Source ▸
# Sony CDX-C90 + XDP-4000X + extras



## Alex84 (Sep 3, 2009)

Sony CDX-C90 & XDP-4000X DSP complete Mobile ES system | eBay


----------



## HOU1PTT (Feb 25, 2012)

Not much of a deal IMO..?? More like retail.. Be lucky to get $500 for all of it..


----------



## Alex84 (Sep 3, 2009)

HOU1PTT said:


> Not much of a deal IMO..?? More like retail.. Be lucky to get $500 for all of it..


Man that`s not mine. It`s not so easy to see that combo on ebay. Being honest, I`ve never seen any for U$500.


----------



## WRX2010 (Jun 11, 2011)

Alex84 said:


> Man that`s not mine. It`s not so easy to see that combo on ebay. Being honest, I`ve never seen any for U$500.


agreed. the seller is including a laptop with the tuning software on it. Never seen that before. Not an expensive laptop, but jeez.


----------



## legend94 (Mar 15, 2006)

if that cd player had been visible at all during the day i would still have one....it was just too much to take....nearly wrecking daily trying to change the song.


----------



## rockytophigh (Apr 16, 2008)

$500??? Freaking clueless.....That's a legendary setup & worth what the buyer paid IMO.


----------



## ollschool (Nov 21, 2008)

Prompt A ▸ In the forum thread, what does WRX2010 say the seller is including?
Prompt B ▸ Copy the part of the forum thread starting at "# Sony CDX-C90" and ending at "(Feb 25, 2012)", changing "DSP" to "processor".

Raw data ▸
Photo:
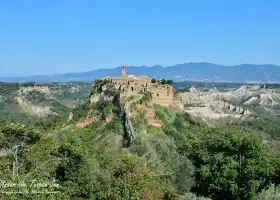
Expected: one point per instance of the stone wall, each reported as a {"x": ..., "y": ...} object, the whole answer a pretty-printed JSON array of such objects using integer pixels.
[
  {"x": 131, "y": 85},
  {"x": 162, "y": 94}
]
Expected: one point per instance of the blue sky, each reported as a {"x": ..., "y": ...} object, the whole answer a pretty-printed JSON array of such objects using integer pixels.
[{"x": 47, "y": 37}]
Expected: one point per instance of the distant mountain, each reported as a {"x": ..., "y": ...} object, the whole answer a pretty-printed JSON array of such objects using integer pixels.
[{"x": 207, "y": 72}]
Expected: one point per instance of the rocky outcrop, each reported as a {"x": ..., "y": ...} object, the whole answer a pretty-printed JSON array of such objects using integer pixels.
[
  {"x": 32, "y": 109},
  {"x": 237, "y": 104}
]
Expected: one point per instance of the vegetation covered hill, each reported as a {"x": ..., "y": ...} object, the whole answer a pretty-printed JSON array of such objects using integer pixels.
[{"x": 30, "y": 102}]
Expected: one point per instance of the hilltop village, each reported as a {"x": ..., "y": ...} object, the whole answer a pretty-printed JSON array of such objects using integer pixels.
[{"x": 130, "y": 85}]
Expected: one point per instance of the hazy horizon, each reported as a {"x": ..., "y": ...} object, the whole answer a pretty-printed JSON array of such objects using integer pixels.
[{"x": 39, "y": 38}]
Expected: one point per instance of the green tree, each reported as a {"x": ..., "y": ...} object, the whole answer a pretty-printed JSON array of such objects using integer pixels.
[
  {"x": 230, "y": 165},
  {"x": 169, "y": 82},
  {"x": 163, "y": 81}
]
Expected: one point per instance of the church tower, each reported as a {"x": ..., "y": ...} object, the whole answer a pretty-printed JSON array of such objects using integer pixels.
[{"x": 123, "y": 71}]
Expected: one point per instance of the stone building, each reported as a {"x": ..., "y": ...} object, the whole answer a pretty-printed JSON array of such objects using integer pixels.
[{"x": 130, "y": 85}]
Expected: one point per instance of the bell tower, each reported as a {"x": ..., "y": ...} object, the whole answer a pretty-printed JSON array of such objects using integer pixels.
[{"x": 123, "y": 71}]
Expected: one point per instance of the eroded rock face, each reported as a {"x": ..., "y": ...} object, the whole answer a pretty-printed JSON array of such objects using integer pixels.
[
  {"x": 32, "y": 109},
  {"x": 215, "y": 106}
]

Task solution A ▸ A laptop with the tuning software on it.

Task solution B ▸
# Sony CDX-C90 + XDP-4000X + extras



## Alex84 (Sep 3, 2009)

Sony CDX-C90 & XDP-4000X processor complete Mobile ES system | eBay


----------



## HOU1PTT (Feb 25, 2012)